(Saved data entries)
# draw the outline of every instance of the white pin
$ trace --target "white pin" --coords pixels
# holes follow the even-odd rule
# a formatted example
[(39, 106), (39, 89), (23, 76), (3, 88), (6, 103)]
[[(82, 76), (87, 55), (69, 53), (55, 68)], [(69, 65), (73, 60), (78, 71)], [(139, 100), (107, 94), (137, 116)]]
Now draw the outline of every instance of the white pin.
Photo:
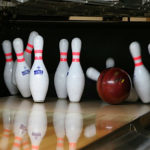
[(62, 39), (59, 42), (60, 62), (54, 75), (55, 91), (58, 98), (67, 98), (66, 79), (69, 66), (67, 63), (68, 41)]
[(32, 56), (31, 54), (32, 54), (32, 50), (33, 50), (33, 41), (37, 35), (38, 35), (38, 33), (36, 31), (32, 31), (30, 33), (29, 39), (28, 39), (28, 44), (24, 51), (24, 59), (25, 59), (27, 65), (29, 66), (29, 68), (31, 68), (31, 56)]
[(106, 68), (111, 68), (115, 66), (115, 60), (112, 57), (106, 59)]
[(85, 77), (80, 65), (81, 40), (74, 38), (71, 47), (73, 58), (67, 76), (67, 93), (71, 102), (79, 102), (85, 85)]
[[(98, 70), (96, 70), (93, 67), (89, 67), (86, 71), (86, 76), (97, 82), (99, 76), (100, 76), (100, 72)], [(128, 102), (136, 102), (138, 100), (138, 96), (136, 94), (136, 91), (134, 90), (133, 87), (131, 87), (131, 91), (130, 91), (130, 95), (129, 97), (126, 99), (126, 101)]]
[(83, 117), (79, 103), (70, 103), (67, 109), (65, 128), (69, 150), (75, 150), (83, 127)]
[(14, 62), (13, 72), (12, 72), (12, 82), (13, 82), (14, 85), (17, 86), (17, 83), (16, 83), (16, 67), (17, 67), (17, 59)]
[(57, 136), (57, 150), (63, 150), (65, 137), (66, 100), (57, 100), (53, 114), (53, 125)]
[(93, 67), (89, 67), (87, 70), (86, 70), (86, 76), (91, 79), (91, 80), (94, 80), (97, 82), (99, 76), (100, 76), (100, 72), (98, 70), (96, 70), (95, 68)]
[(18, 90), (17, 87), (12, 82), (12, 73), (13, 73), (13, 59), (12, 59), (12, 47), (11, 42), (9, 40), (5, 40), (2, 42), (3, 52), (5, 54), (6, 63), (4, 68), (4, 81), (6, 87), (8, 88), (10, 94), (15, 95), (17, 94)]
[(16, 67), (16, 83), (17, 87), (23, 97), (30, 97), (29, 77), (30, 68), (26, 64), (23, 56), (23, 41), (21, 38), (16, 38), (13, 41), (14, 50), (17, 56), (17, 67)]
[(43, 43), (42, 36), (34, 38), (35, 58), (30, 72), (30, 89), (35, 102), (44, 102), (49, 85), (48, 73), (42, 58)]
[(32, 143), (32, 150), (39, 149), (46, 130), (47, 116), (45, 107), (43, 104), (33, 104), (28, 120), (28, 135)]
[(150, 54), (150, 43), (148, 44), (148, 53)]
[(141, 48), (138, 42), (132, 42), (129, 46), (131, 56), (134, 60), (133, 83), (135, 90), (143, 103), (150, 102), (150, 74), (143, 65), (141, 59)]
[(27, 133), (27, 124), (29, 113), (31, 109), (31, 102), (24, 100), (21, 102), (14, 119), (14, 144), (13, 150), (18, 149), (21, 147), (22, 139)]

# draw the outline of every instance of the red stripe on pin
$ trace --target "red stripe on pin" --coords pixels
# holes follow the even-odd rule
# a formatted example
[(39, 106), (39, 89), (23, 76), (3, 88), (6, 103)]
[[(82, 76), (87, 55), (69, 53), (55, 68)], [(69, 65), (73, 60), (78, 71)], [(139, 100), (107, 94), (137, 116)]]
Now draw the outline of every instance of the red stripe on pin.
[(39, 149), (39, 146), (32, 145), (32, 149)]
[(139, 60), (139, 59), (141, 59), (141, 56), (133, 57), (133, 60)]
[(11, 61), (13, 61), (12, 58), (6, 59), (6, 62), (11, 62)]
[(74, 59), (72, 59), (72, 62), (79, 62), (79, 61), (80, 61), (79, 58), (74, 58)]
[(23, 52), (22, 53), (17, 53), (17, 56), (23, 56)]
[(57, 138), (57, 141), (64, 141), (63, 138)]
[(4, 134), (3, 136), (4, 136), (4, 137), (9, 137), (9, 134)]
[(142, 66), (142, 65), (143, 65), (143, 62), (139, 62), (139, 63), (135, 64), (135, 67), (139, 67), (139, 66)]
[(12, 55), (12, 53), (6, 53), (5, 54), (5, 56), (11, 56)]
[(43, 50), (34, 50), (34, 53), (43, 53)]
[(27, 49), (27, 48), (25, 49), (25, 51), (26, 51), (27, 53), (30, 53), (30, 54), (32, 53), (32, 50), (29, 50), (29, 49)]
[(66, 53), (66, 52), (60, 52), (60, 55), (65, 55), (65, 56), (67, 56), (67, 53)]
[(17, 59), (17, 62), (23, 62), (24, 61), (24, 58), (22, 59)]
[(63, 147), (63, 146), (64, 146), (64, 143), (57, 143), (57, 146), (58, 146), (58, 147)]
[(15, 139), (16, 139), (16, 140), (19, 140), (19, 141), (21, 141), (21, 140), (22, 140), (22, 138), (21, 138), (21, 137), (19, 137), (19, 136), (16, 136), (16, 137), (15, 137)]
[(15, 146), (15, 147), (20, 147), (20, 144), (14, 143), (14, 146)]
[(80, 52), (72, 52), (72, 55), (80, 55)]
[(70, 147), (76, 147), (76, 143), (69, 143)]
[(4, 131), (5, 131), (5, 132), (10, 132), (10, 130), (9, 130), (9, 129), (4, 129)]
[(36, 56), (34, 59), (35, 60), (42, 60), (43, 58), (42, 58), (42, 56), (39, 56), (39, 57)]
[(60, 61), (67, 61), (66, 58), (60, 58)]
[(28, 43), (27, 46), (30, 47), (30, 48), (33, 48), (33, 45), (30, 44), (30, 43)]

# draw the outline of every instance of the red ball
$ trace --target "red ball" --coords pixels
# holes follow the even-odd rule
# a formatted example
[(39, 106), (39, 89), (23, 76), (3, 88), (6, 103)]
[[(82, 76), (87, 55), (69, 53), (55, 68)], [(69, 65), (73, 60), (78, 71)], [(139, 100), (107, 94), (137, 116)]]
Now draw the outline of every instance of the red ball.
[(99, 96), (107, 103), (119, 104), (130, 94), (131, 79), (120, 68), (108, 68), (101, 72), (97, 81)]

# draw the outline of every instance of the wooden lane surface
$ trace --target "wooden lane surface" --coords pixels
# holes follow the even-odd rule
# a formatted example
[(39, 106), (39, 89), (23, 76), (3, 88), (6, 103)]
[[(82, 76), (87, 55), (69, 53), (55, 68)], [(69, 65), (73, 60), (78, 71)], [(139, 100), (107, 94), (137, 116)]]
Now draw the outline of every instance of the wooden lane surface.
[[(6, 124), (3, 123), (3, 113), (6, 112), (6, 110), (10, 112), (10, 115), (12, 115), (11, 113), (13, 113), (14, 115), (11, 116), (13, 119), (23, 100), (24, 99), (19, 97), (0, 98), (0, 150), (11, 150), (14, 142), (13, 123), (11, 124), (10, 135), (7, 137), (3, 136), (4, 127), (6, 126)], [(34, 105), (31, 99), (28, 99), (28, 101), (31, 101), (32, 106)], [(60, 101), (62, 102), (62, 100), (57, 100), (56, 98), (47, 98), (47, 102), (44, 103), (48, 124), (46, 134), (40, 144), (40, 150), (56, 149), (57, 136), (54, 129), (53, 117), (56, 111), (56, 105)], [(69, 101), (64, 100), (64, 102), (65, 104), (67, 104), (67, 107), (69, 107)], [(141, 117), (142, 115), (150, 111), (149, 105), (141, 103), (108, 105), (101, 102), (100, 100), (83, 100), (80, 103), (75, 103), (75, 105), (78, 105), (80, 108), (79, 113), (82, 117), (81, 121), (83, 122), (83, 127), (81, 129), (82, 132), (79, 135), (77, 141), (77, 149), (81, 149), (87, 146), (88, 144), (93, 143), (97, 139), (103, 138), (109, 133), (117, 130), (118, 128), (128, 124), (129, 122)], [(58, 110), (61, 110), (61, 105), (59, 106), (59, 109), (57, 109), (57, 111)], [(29, 147), (30, 150), (31, 142), (28, 135), (26, 135), (26, 140), (24, 143), (24, 147)], [(67, 150), (68, 147), (68, 139), (65, 136), (64, 145), (60, 149)], [(23, 150), (23, 144), (21, 145), (20, 149)]]

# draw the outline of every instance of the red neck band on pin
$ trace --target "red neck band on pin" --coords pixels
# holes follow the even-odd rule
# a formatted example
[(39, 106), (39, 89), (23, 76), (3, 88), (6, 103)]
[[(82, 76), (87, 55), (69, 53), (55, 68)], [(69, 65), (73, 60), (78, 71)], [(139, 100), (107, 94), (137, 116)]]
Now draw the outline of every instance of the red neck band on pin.
[(143, 65), (143, 62), (135, 63), (135, 67), (139, 67), (139, 66), (142, 66), (142, 65)]
[(6, 59), (6, 62), (11, 62), (13, 61), (12, 58)]
[(30, 48), (33, 48), (33, 45), (30, 44), (30, 43), (28, 43), (27, 46), (30, 47)]
[(23, 54), (24, 54), (24, 53), (22, 52), (22, 53), (17, 53), (16, 55), (17, 55), (17, 56), (23, 56)]
[(79, 56), (79, 55), (80, 55), (80, 52), (72, 52), (72, 55), (77, 55), (77, 56)]
[(22, 59), (17, 59), (17, 62), (24, 62), (24, 58), (22, 58)]
[(34, 60), (42, 60), (43, 57), (42, 56), (35, 56)]
[(34, 53), (43, 53), (43, 50), (34, 50)]
[(27, 52), (27, 53), (29, 53), (29, 54), (31, 54), (32, 53), (32, 50), (29, 50), (29, 49), (25, 49), (25, 51)]
[(60, 55), (67, 56), (67, 52), (60, 52)]
[(80, 59), (79, 58), (73, 58), (72, 62), (80, 62)]
[(12, 55), (12, 53), (6, 53), (5, 54), (5, 56), (11, 56)]
[(60, 61), (67, 61), (66, 58), (60, 58)]
[(139, 59), (141, 59), (141, 56), (133, 57), (133, 60), (139, 60)]

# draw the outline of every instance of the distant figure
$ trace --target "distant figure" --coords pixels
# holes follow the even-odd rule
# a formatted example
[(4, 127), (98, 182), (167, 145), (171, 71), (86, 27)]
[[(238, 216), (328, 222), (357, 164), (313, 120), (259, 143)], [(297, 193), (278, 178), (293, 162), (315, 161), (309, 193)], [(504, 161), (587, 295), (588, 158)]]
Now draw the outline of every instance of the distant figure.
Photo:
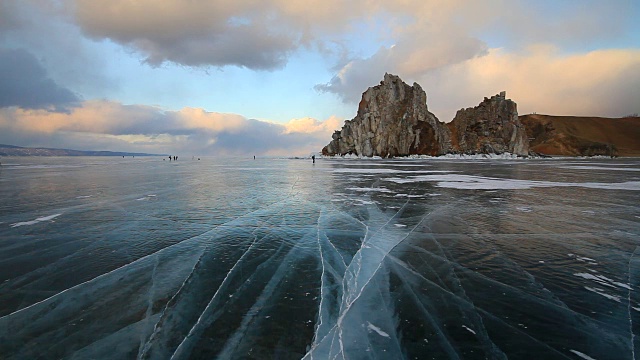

→ **TASK GOAL**
If a line of the data contains "distant", it counts; report the number of such lines and nothing else.

→ **ANSWER AREA**
3